▶ _WORK TASK_
Beginning with the line where "Reviewer note: confirm that each instance of the parked" occurs, set down each line of the records through the final one, exactly and without additions.

▶ _SUPPLIED DATA_
"""

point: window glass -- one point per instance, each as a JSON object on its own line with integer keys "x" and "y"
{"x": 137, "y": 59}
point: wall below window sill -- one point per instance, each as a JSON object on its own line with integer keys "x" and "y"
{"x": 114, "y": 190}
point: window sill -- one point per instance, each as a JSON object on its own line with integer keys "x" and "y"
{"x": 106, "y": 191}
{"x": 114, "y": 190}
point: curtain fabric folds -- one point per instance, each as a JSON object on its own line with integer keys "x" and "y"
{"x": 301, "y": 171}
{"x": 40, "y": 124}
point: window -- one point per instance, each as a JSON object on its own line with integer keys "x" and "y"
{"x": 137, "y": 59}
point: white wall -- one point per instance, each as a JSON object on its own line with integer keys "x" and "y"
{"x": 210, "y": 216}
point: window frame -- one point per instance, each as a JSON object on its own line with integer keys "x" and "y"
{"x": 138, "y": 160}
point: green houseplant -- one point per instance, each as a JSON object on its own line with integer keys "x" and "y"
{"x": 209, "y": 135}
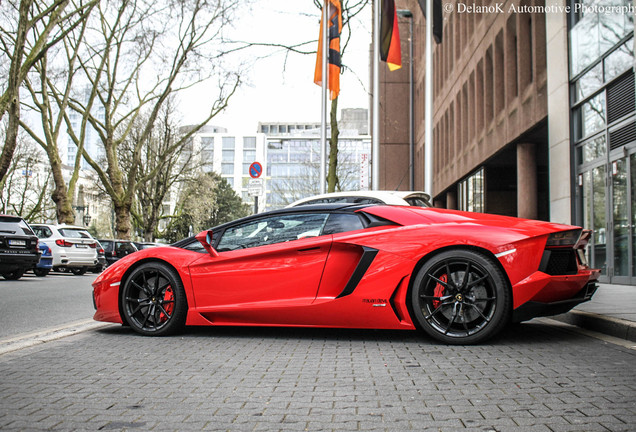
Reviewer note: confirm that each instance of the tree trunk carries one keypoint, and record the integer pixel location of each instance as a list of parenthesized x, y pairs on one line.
[(122, 221), (332, 175)]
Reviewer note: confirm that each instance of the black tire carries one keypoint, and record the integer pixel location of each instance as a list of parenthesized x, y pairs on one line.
[(41, 272), (14, 275), (153, 300), (461, 297), (78, 271), (98, 269)]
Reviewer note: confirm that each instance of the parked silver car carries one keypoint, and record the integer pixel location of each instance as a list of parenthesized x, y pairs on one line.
[(73, 248)]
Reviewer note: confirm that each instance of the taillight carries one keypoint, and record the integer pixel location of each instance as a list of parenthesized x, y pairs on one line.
[(564, 238)]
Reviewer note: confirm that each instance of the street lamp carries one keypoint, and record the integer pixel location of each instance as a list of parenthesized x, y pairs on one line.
[(407, 14)]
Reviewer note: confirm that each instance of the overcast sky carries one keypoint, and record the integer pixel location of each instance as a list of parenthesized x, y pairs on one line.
[(279, 87)]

"""

▶ _ANSWER SECTION_
Reviewer note: confirm that each instance of the parked silver car carries one keypoint, and record the integer pixel location of each instance as a list of parenthesized x, y pairs on one line.
[(73, 248)]
Reviewer note: confirm that each instance of the taillight carries one keypoint, and record the integer pixel location of each instance as a list of parenthesized x, y pairs on one line.
[(564, 238)]
Reviewer note: confirm that each instance of the street lamp carries one keypoint, and record the integer pixel location of each instance as a list of parenthesized x, y pairs on one line.
[(407, 14)]
Reviewer note: confirm that each instance of the overcast sky carries one keypoint, and record the integer pixel location of each instance as a list of parenthesized x, y pairs on one line.
[(279, 87)]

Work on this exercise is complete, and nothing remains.